_Problem to solve_. When you reproduce these records, keep every word exactly and drop the images.
((
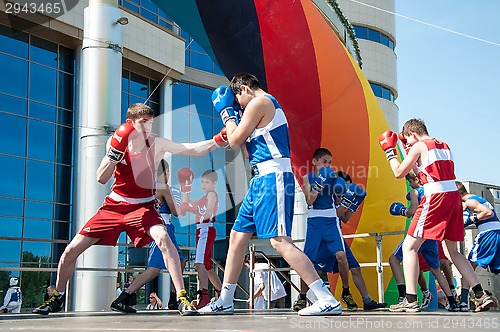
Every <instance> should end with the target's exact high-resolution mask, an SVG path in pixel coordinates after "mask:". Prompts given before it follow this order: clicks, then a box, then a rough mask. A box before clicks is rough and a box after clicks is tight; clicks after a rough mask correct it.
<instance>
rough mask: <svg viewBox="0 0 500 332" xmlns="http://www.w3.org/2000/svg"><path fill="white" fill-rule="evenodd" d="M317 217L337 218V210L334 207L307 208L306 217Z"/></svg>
mask: <svg viewBox="0 0 500 332" xmlns="http://www.w3.org/2000/svg"><path fill="white" fill-rule="evenodd" d="M317 217H322V218H337V210H336V209H335V208H331V209H324V210H318V209H310V210H308V212H307V218H317Z"/></svg>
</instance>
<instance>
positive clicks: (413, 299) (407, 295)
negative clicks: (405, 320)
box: [406, 293, 417, 303]
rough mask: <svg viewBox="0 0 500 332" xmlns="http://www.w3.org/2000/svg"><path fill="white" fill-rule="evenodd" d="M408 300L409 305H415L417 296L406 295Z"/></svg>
mask: <svg viewBox="0 0 500 332" xmlns="http://www.w3.org/2000/svg"><path fill="white" fill-rule="evenodd" d="M406 299H407V300H408V303H413V302H415V301H416V300H417V294H408V293H407V294H406Z"/></svg>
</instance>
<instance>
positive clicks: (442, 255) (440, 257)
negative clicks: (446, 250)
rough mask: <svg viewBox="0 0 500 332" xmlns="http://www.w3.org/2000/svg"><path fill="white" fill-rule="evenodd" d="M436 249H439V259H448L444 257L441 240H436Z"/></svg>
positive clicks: (447, 259) (443, 252) (444, 256)
mask: <svg viewBox="0 0 500 332" xmlns="http://www.w3.org/2000/svg"><path fill="white" fill-rule="evenodd" d="M438 251H439V260H441V259H446V260H448V257H446V255H445V254H444V250H443V243H441V242H438Z"/></svg>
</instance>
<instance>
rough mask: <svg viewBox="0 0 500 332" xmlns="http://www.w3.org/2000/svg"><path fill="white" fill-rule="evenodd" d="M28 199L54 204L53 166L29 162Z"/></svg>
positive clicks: (26, 192)
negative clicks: (52, 201) (53, 202)
mask: <svg viewBox="0 0 500 332" xmlns="http://www.w3.org/2000/svg"><path fill="white" fill-rule="evenodd" d="M41 174H43V176H41ZM26 198H29V199H35V200H42V201H48V202H52V200H53V198H54V165H53V164H50V163H43V162H39V161H35V160H28V176H27V186H26Z"/></svg>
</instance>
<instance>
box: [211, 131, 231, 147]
mask: <svg viewBox="0 0 500 332" xmlns="http://www.w3.org/2000/svg"><path fill="white" fill-rule="evenodd" d="M214 141H215V143H217V146H219V147H225V146H228V145H229V142H228V141H227V129H226V127H224V128H222V130H221V131H220V133H218V134H217V135H215V136H214Z"/></svg>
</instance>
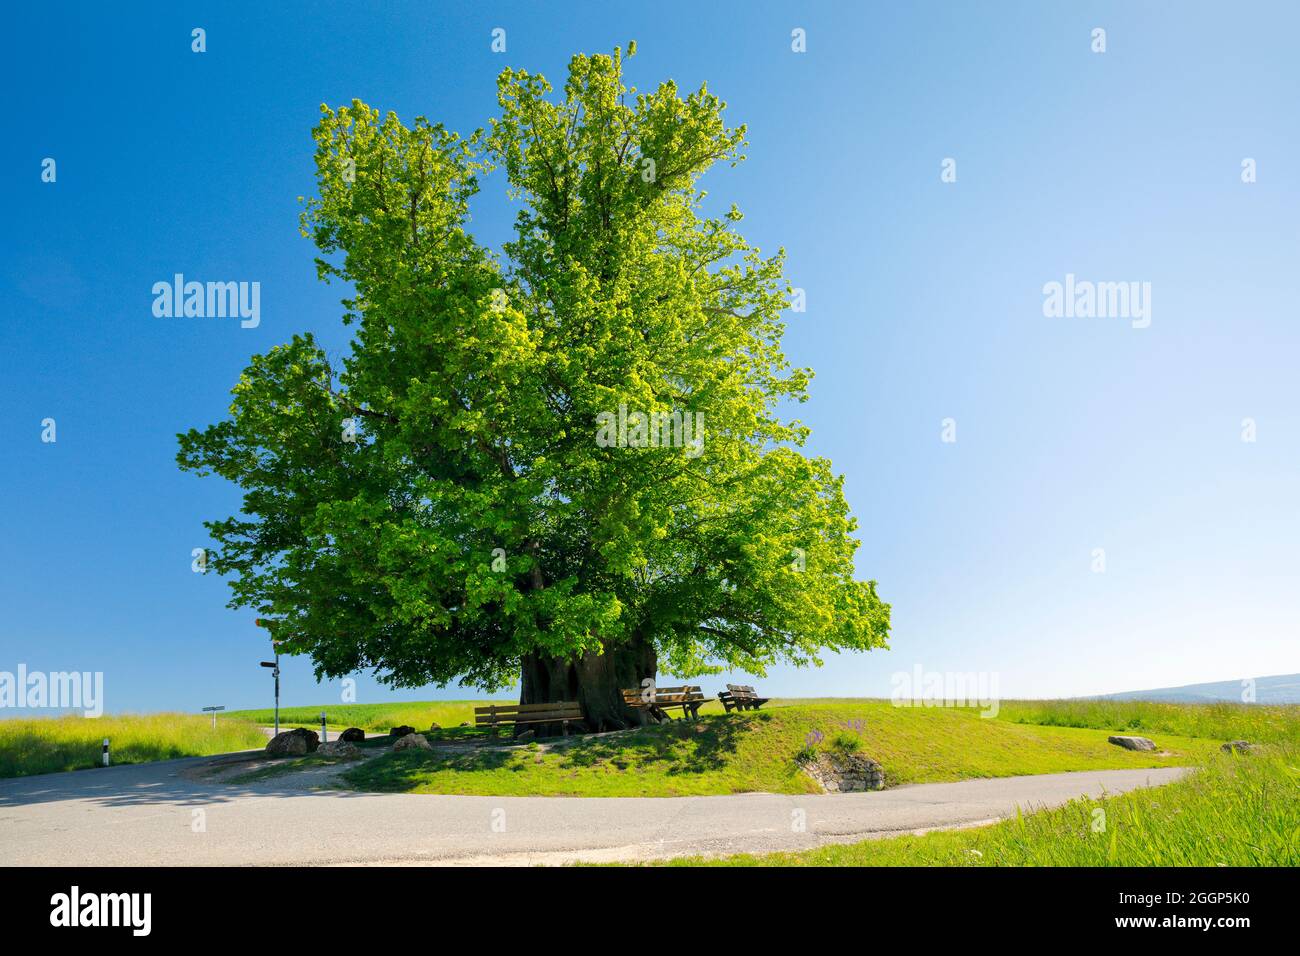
))
_Result of this exercise_.
Every <instance> should end with the target's exact high-resolution mask, an SVG path in pixel coordinates after "mask:". Prompts given before it follow this order: clicks, then a box, then a rough mask. A box before clicks is rough and a box after clicks is tight; clicks after a rough mask correct it.
<instance>
rough mask: <svg viewBox="0 0 500 332" xmlns="http://www.w3.org/2000/svg"><path fill="white" fill-rule="evenodd" d="M317 217L337 218V210L334 207L307 208L306 217Z"/></svg>
mask: <svg viewBox="0 0 500 332" xmlns="http://www.w3.org/2000/svg"><path fill="white" fill-rule="evenodd" d="M317 217H322V218H337V210H336V209H335V208H331V209H324V210H318V209H310V210H308V212H307V218H317Z"/></svg>
</instance>
<instance>
positive clicks: (413, 299) (407, 295)
negative clicks: (405, 320)
box: [406, 293, 417, 303]
rough mask: <svg viewBox="0 0 500 332" xmlns="http://www.w3.org/2000/svg"><path fill="white" fill-rule="evenodd" d="M408 300L409 305H415L417 296L406 295Z"/></svg>
mask: <svg viewBox="0 0 500 332" xmlns="http://www.w3.org/2000/svg"><path fill="white" fill-rule="evenodd" d="M406 299H407V300H408V303H413V302H415V301H416V300H417V294H408V293H407V294H406Z"/></svg>
</instance>
<instance>
positive clicks: (442, 255) (440, 257)
negative clicks: (446, 250)
rough mask: <svg viewBox="0 0 500 332" xmlns="http://www.w3.org/2000/svg"><path fill="white" fill-rule="evenodd" d="M436 249H439V259H448L444 257L441 240H436Z"/></svg>
positive clicks: (447, 259) (443, 252) (444, 256)
mask: <svg viewBox="0 0 500 332" xmlns="http://www.w3.org/2000/svg"><path fill="white" fill-rule="evenodd" d="M438 251H439V260H441V259H446V260H448V257H446V255H445V254H444V250H443V243H441V242H438Z"/></svg>
</instance>
<instance>
rough mask: <svg viewBox="0 0 500 332" xmlns="http://www.w3.org/2000/svg"><path fill="white" fill-rule="evenodd" d="M28 199L54 204L53 166L29 162Z"/></svg>
positive clicks: (26, 192)
negative clicks: (52, 201) (53, 202)
mask: <svg viewBox="0 0 500 332" xmlns="http://www.w3.org/2000/svg"><path fill="white" fill-rule="evenodd" d="M41 174H43V176H41ZM26 198H29V199H35V200H42V201H48V202H52V200H53V198H54V165H53V164H50V163H43V162H39V161H35V160H28V176H27V186H26Z"/></svg>
</instance>
<instance>
box: [211, 131, 231, 147]
mask: <svg viewBox="0 0 500 332" xmlns="http://www.w3.org/2000/svg"><path fill="white" fill-rule="evenodd" d="M214 141H215V143H217V146H219V147H225V146H228V145H229V142H228V141H227V129H226V127H224V128H222V130H221V131H220V133H218V134H217V135H215V136H214Z"/></svg>
</instance>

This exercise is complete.